-- BEGIN LISTING --
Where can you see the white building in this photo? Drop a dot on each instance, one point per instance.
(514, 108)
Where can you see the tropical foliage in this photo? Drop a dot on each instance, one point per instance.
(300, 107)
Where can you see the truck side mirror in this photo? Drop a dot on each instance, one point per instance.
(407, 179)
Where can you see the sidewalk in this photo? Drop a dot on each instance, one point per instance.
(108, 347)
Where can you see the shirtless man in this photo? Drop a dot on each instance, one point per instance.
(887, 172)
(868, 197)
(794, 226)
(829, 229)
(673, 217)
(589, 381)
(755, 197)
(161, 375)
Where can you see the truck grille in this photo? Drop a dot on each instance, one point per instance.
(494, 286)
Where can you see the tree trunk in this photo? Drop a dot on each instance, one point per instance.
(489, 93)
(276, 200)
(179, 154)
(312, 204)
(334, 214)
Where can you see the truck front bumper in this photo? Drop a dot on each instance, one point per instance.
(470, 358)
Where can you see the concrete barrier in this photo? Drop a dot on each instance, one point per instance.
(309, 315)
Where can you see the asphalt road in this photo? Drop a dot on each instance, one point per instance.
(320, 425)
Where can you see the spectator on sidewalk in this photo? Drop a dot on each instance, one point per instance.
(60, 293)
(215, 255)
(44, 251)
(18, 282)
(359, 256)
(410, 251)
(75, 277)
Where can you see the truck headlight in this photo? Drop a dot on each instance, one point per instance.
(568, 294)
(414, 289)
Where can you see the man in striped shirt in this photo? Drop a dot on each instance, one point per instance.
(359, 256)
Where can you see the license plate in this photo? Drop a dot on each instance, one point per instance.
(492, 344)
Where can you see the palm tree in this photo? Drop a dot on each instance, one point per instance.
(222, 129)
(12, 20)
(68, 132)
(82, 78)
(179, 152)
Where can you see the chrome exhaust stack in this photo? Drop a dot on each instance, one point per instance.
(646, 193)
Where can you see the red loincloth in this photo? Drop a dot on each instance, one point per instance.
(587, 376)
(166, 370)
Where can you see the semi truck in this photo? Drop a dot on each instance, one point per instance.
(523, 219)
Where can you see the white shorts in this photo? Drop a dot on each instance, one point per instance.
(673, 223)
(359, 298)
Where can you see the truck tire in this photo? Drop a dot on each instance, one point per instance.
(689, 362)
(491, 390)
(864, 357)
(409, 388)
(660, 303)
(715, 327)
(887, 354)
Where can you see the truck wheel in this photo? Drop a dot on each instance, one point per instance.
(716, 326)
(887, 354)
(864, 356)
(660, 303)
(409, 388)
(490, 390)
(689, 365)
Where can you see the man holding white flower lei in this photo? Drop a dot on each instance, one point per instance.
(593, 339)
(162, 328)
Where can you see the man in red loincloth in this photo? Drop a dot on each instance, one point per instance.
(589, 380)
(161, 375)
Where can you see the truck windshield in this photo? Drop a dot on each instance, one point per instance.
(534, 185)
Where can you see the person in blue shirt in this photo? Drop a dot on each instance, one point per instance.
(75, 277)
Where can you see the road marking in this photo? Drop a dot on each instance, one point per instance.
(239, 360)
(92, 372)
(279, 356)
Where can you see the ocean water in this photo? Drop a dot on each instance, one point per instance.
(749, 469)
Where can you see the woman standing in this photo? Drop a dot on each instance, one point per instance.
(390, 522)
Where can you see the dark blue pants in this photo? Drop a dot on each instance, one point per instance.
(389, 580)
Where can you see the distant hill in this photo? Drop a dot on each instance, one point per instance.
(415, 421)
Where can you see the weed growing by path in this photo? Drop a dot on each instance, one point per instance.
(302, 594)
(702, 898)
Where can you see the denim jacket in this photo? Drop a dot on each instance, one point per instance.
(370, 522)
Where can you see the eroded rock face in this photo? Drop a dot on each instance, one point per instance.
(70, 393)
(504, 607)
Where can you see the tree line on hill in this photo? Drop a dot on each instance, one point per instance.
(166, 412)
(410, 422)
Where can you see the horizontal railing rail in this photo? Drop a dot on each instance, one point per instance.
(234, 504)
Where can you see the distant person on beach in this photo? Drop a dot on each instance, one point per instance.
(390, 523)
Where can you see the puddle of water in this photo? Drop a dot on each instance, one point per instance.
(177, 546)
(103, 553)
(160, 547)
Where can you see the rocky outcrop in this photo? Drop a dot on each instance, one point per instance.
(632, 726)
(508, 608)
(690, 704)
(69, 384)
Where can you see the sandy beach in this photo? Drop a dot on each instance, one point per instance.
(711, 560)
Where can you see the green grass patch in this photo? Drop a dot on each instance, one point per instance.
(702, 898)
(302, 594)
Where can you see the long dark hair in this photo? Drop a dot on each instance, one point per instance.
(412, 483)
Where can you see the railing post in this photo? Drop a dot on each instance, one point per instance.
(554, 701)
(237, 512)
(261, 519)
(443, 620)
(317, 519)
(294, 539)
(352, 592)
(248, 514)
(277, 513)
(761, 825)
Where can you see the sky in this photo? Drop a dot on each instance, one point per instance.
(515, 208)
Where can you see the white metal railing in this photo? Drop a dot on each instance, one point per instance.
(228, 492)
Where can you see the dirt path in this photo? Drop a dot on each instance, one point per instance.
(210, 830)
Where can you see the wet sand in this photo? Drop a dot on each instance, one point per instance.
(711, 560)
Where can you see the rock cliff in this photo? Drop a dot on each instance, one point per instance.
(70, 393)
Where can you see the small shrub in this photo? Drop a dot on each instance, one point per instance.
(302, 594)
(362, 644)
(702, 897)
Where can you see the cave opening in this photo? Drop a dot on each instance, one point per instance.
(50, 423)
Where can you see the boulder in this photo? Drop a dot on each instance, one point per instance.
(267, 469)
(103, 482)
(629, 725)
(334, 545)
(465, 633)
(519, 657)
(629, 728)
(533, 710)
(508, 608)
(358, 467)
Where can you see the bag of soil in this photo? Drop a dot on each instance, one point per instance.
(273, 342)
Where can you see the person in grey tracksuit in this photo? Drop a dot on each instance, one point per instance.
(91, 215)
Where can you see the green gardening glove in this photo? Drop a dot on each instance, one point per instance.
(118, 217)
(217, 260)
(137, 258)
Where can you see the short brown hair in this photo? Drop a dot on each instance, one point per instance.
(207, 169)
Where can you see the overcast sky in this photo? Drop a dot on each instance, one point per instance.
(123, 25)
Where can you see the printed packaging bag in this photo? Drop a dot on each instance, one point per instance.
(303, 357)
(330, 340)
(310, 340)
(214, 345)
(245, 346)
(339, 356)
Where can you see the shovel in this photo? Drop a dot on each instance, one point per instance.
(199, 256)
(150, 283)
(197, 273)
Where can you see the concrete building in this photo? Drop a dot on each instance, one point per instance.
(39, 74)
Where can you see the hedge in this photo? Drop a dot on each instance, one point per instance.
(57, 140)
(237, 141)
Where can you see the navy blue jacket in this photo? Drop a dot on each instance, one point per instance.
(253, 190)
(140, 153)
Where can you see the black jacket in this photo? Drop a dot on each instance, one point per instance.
-- END LISTING --
*REQUEST:* Print back all the lines verbatim.

*CORRECT RESPONSE:*
Where can you see the white building in this photo? Drop a dot on each instance, one point per instance.
(514, 108)
Where can you see the tropical foliage in this photo? Drop a dot on each instance, one point per instance.
(300, 107)
Where can you see the truck side mirror in this photo? Drop a dot on each instance, one point per instance.
(407, 179)
Where can you see the sidewalk in this photo? Drop a dot on each instance, one point per instance.
(108, 347)
Where can you see the shirtless man in this photo? Drop a dot on each instance, one point per instance.
(887, 172)
(868, 197)
(794, 226)
(829, 229)
(673, 217)
(589, 381)
(755, 197)
(161, 375)
Where can you see the truck grille in this photo? Drop a dot on each instance, one point per instance.
(494, 286)
Where can you see the tree trunk in this photo? Drop a dot on each instance, one point per instance.
(489, 93)
(276, 200)
(179, 154)
(312, 204)
(334, 214)
Where can you see the truck front bumper in this photo? Drop a dot on each instance, one point per instance.
(470, 358)
Where can you see the concrete barrier in this photo? Drop a dot on each instance, one point per instance.
(309, 315)
Where can you see the asphalt road in this photo? Drop a dot on each instance, one point per instance.
(320, 425)
Where can you see the spectator on sidewalk in this photo? Drop a dot on each instance, one point per instance.
(60, 293)
(215, 255)
(44, 251)
(18, 282)
(359, 256)
(410, 251)
(75, 277)
Where can you see the truck headlight in this photo? Drop a dot on each instance, one point per instance.
(568, 294)
(414, 289)
Where can you see the man in striped shirt in this photo? Drop a dot on each instance, one point per instance.
(359, 256)
Where can you see the license plate in this photo? Drop a dot on each instance, one point per instance.
(492, 344)
Where can you see the palm tree in this photo? Drop a dot on each instance, one point per instance.
(222, 129)
(12, 20)
(68, 132)
(82, 78)
(179, 152)
Where can you see the chrome exhaust stack in this photo? Drop a dot on each instance, one point per instance.
(646, 193)
Where can you see the red loincloth in this photo? Drop a dot on each instance, one point per instance.
(587, 376)
(166, 370)
Where can you see the semi truck in this photo? Drop a dot on each instance, one point per instance.
(523, 219)
Where can you see the white shorts in this photo? Drop a dot on each instance, one point per instance.
(673, 223)
(359, 298)
Where can you see the truck tire in this photo? Drop a dot on each instance, one point per instance.
(689, 362)
(491, 390)
(864, 357)
(409, 388)
(660, 303)
(715, 327)
(887, 354)
Where can you see the truck wheel in this photo? Drop a dot on each instance, one point per instance.
(716, 326)
(887, 354)
(864, 356)
(660, 303)
(409, 388)
(490, 390)
(689, 365)
Where can you see the man holding white flower lei in this photo? Drop a dot on each instance, one point per instance.
(593, 339)
(162, 328)
Where can you see the man in red loincloth in this photo? Drop a dot on each instance, one point per instance.
(589, 380)
(161, 375)
Where can you see the truck windshield in this photo? Drop a dot on each instance, one point per instance.
(534, 185)
Where can you see the person in blue shirt in this photo? Drop a dot on each instance, one point per instance.
(75, 277)
Where can you see the road marking in this photo? Drop a dot on each instance, one point per instance.
(239, 360)
(92, 372)
(279, 356)
Where can you see the ocean water in this photo? Drop a dot on each instance, one point per instance.
(749, 469)
Where can you see the woman standing in this photo? Drop a dot on each instance, one point per instance.
(390, 522)
Where can you see the dark blue pants in this photo? Drop a dot on each instance, one point per instance.
(389, 580)
Where can you see the distant hill in this photo? Drop a dot on each instance, one point per instance.
(415, 421)
Where can you see the weed growing by path in this photo? Drop a dot on each instance, one point per instance.
(302, 594)
(702, 898)
Where can you see the denim jacket in this photo? Drop a dot on each instance, one point per instance.
(370, 522)
Where can you see the eroded rock face in this photo? Drop a dot on each instance, one point per instance.
(70, 393)
(504, 607)
Where can you see the tree line on hill in this photo? Drop a dot on each instance, one point per instance.
(166, 412)
(410, 422)
Where can you see the horizontal railing rail in this photo? Drop a dot on each instance, one point per instance.
(234, 504)
Where can you see the distant person on beach in this photo? Drop a dot on each instance, one point per instance.
(390, 523)
Where can you see the puddle of water in this photo? Drop a dot on each instance, one point per instance.
(177, 546)
(103, 553)
(160, 547)
Where can you see the rocky outcrop in this photo? Drop a dot on each instance, one point per instance.
(632, 726)
(508, 608)
(690, 704)
(69, 384)
Where can you see the sandy beach in this photo? Drop a dot on each instance, one point per instance.
(711, 560)
Where can you see the green grass patch in this photo? Drop a dot on each instance, one point per instance.
(702, 898)
(302, 594)
Where can you see the long dark hair in this photo? Drop a dot on each instance, one point per instance.
(412, 483)
Where can you see the railing post in this photo? Drop a dot on each instance, one point per instance.
(554, 701)
(237, 512)
(261, 519)
(443, 620)
(317, 519)
(294, 539)
(352, 592)
(248, 514)
(277, 513)
(761, 825)
Where can you see the sky in this photo? Drop a dot on each instance, one point per instance.
(515, 208)
Where can you see the white metal railing in this photo? Drop a dot on each instance, one point per instance.
(228, 492)
Where can you see the dirt path in this photo? Drop a dot on each instance, one point per instance.
(210, 830)
Where can you see the wet sand in this photo? Drop a dot on each instance, one point per instance.
(711, 560)
Where can you see the rock cliff in this photo? Drop a dot on each instance, one point per instance.
(70, 393)
Where can you see the small shrub in this photo? Drop a dot on each instance, one point per instance.
(302, 594)
(362, 644)
(702, 897)
Where can you see the cave opening in this photo? Drop a dot on each instance, one point per instance.
(50, 423)
Where can you see the boulder in this photo? Drop a dot on each instance, one point per instance.
(267, 469)
(103, 482)
(629, 725)
(334, 545)
(465, 633)
(519, 657)
(629, 728)
(533, 710)
(508, 608)
(358, 467)
Where can you see the bag of soil in this photo? Drop a dot on each instance, one point per instance.
(273, 342)
Where can you see the person in grey tracksuit in this photo? Drop a dot on each instance, one point per instance.
(91, 215)
Where can you see the green gardening glove in this photo? Drop a dot on each instance, one point per instance.
(118, 217)
(217, 260)
(137, 258)
Where can you see the short brown hair in this photo? Drop a dot on each instance, one point per instance.
(207, 169)
Where can you see the overcast sky in this photo? Drop a dot on each instance, one point per instance.
(123, 25)
Where can you see the printed packaging bag in this photo? Drop a dot on each instance, one point per instance.
(303, 357)
(330, 340)
(310, 340)
(214, 345)
(245, 346)
(339, 356)
Where can you see the shovel in this photo? Drop a dot on each instance, one point per instance.
(199, 256)
(150, 283)
(197, 273)
Where can you see the concrete building in this photo? Drop a dot on each instance, one point per instance.
(39, 74)
Where can you see the hedge in this photo? Drop a dot on each instance, one point per instance.
(57, 140)
(237, 141)
Where can you see the navy blue jacket in this photo? Drop a dot on each instance, one point per instance.
(253, 190)
(140, 153)
Where can you see the black jacket in this photo? Drop a dot on each instance, one point per instance.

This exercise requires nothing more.